Recorded data
>>>
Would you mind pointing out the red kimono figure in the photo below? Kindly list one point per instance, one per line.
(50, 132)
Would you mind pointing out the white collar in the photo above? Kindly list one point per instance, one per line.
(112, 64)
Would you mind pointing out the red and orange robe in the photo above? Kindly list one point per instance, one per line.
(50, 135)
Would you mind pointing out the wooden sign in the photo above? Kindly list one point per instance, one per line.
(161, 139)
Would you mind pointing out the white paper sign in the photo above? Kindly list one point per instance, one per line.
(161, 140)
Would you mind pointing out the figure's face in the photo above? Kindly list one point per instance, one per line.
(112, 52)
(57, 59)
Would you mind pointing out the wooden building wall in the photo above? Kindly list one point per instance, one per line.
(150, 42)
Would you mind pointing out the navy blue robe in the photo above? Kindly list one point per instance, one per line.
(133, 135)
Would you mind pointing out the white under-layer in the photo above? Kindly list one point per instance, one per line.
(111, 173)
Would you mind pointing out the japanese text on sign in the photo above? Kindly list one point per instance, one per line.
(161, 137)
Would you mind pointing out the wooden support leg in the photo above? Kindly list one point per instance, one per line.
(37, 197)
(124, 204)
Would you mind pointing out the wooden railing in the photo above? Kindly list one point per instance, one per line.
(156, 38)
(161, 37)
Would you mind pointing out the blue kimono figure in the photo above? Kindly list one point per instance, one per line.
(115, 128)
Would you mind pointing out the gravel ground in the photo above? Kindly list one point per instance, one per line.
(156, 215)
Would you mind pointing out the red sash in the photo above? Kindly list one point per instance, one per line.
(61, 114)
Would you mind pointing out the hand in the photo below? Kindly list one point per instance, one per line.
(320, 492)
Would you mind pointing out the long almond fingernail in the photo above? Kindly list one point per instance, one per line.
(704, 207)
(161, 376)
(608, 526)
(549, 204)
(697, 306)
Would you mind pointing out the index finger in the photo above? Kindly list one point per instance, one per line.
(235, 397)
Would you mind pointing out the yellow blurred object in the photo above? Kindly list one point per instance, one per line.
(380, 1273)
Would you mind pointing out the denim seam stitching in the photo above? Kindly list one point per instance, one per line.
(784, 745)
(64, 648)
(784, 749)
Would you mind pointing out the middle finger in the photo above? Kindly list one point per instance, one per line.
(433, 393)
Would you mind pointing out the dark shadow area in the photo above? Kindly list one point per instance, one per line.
<<<
Objective: Print all of the items above again verbatim, keeping each line unchanged.

Solution:
Would you mind pointing out the red kimono figure in the photo below? Kindly list one point per instance, one per line.
(50, 132)
Would you mind pointing out the white collar in the photo above? Kindly list one point per instance, one per line.
(112, 64)
Would you mind pointing out the red and orange robe in the photo above? Kindly list one point per instance, one per line.
(50, 135)
Would you mind pointing out the wooden sign in the photo above? Kindly list one point per instance, one per line.
(161, 139)
Would you mind pointing out the white paper sign in the photo above? Kindly list one point per instance, one per line.
(161, 140)
Would you mind pointing out the figure's face in the photo above? Kindly list one point per instance, one per line.
(112, 52)
(57, 59)
Would you mind pointing out the wooden building wall in the photo above? Kindly list one point per instance, one per line.
(150, 42)
Would you mind pointing out the navy blue robe in the photo above? Kindly list one point per instance, one per line.
(133, 135)
Would you mind pointing out the white under-layer in the photo above? Kindly list one point per instance, one per line.
(111, 173)
Would you mind pointing out the japanese text on sign in the photo above? Kindly list one point per instance, one per line.
(161, 137)
Would you mind pointing out the wooden support leg in the photo above? Kindly list one point per instance, one per line.
(37, 197)
(124, 204)
Would you mind pointing out the wooden railing in the photo above? Kindly list one point per instance, one per line.
(156, 38)
(161, 37)
Would you mind pointing out the blue kimono figure in the photo above? Kindly list one point per instance, one per line.
(115, 128)
Would you mind pointing out the gravel ground in the photo above? Kindly list one point per instance, one per line.
(156, 215)
Would you mind pointing out the red sash in the photo above? Kindly list one point per instance, one per line.
(61, 114)
Would you mind pointing out the hand in the photo below? Kindly list one point per instance, one per line.
(320, 492)
Would you mind pointing out the long almond fingernail in the photo above? Kindly list one point per instance, one per line.
(704, 207)
(161, 376)
(608, 526)
(549, 204)
(697, 306)
Would you mind pointing out the index finger in the photo above? Kindly list one point per instance, one per line.
(235, 397)
Would you mind pointing out the yellow blurred object in the photo above? Kindly list one point per instance, one per line.
(380, 1273)
Would you mind pointing out the denim seam stitching in the photo above? Kindly list one point per instance, one per line.
(784, 745)
(64, 648)
(784, 749)
Would you mind pointing out the middle finger in the photo above? Kindly list one point per instance, one per line.
(433, 393)
Would you mind pointing out the dark shadow area in the photo above? Kindly list one point per instance, one per line.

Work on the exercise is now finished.